| SELECTED EXTRACT |
(begin)

# earthworm castings



## xpistalpetex (Mar 31, 2008)

would it work as a first layer or would it be to rich in organic matter?


----------



## marrow (Mar 4, 2007)

Earthworm castings are pretty high in nitrogen. It would have to be apretty thin layer or soaked somehow. It is a pity that they dont hold their shape in water, they look better then aquasoil fresh.


----------



## newbie314 (Mar 2, 2007)

I do vermicomposting (worm bins) which was one of my other interests before NPT, and one thing that can happen is that vermicompost when dried are rock hard. If you dried them up and then crush them adding to your soil that maybe okay.

I don't know if there would be too much nuturients and may make your water muddy. Don't really know.


----------



## xpistalpetex (Mar 31, 2008)

thanks for the replies


----------



## Mr Fishies (Apr 9, 2006)

xpistalpetex said:


> would it work as a first layer or would it be to rich in organic matter?


This is something I find interesting and puzzling...

Although I have heard this discussion before, I've never seen any conclusive evidence to say yes castings are too rich or that they should not be used. I'm not sure why soil that has passed through a worm and had nutrients extracted from it (which is after all why the worms eat soil unless I am mistaken about their diet) would be more rich than the soil was before.

(end)

| SOURCE EXCERPT |
(begin)

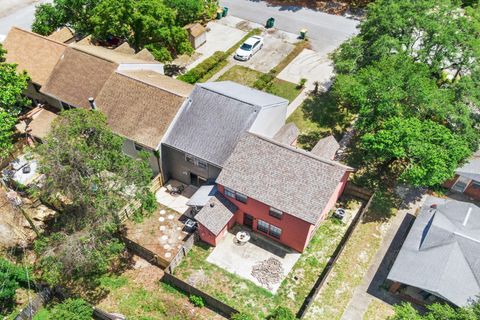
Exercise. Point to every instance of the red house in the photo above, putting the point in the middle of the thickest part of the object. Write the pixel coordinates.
(274, 189)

(end)

| THE TASK |
Using the earthworm castings thread, answer the following:
(a) What does marrow say earthworm castings are pretty high in?
(b) According to newbie314, what can happen to vermicompost when it is dried?
(c) What has Mr Fishies never seen conclusive evidence for?

| RIGHT ANSWER |
(a) Nitrogen.
(b) It becomes rock hard.
(c) Evidence that castings are too rich or that they should not be used.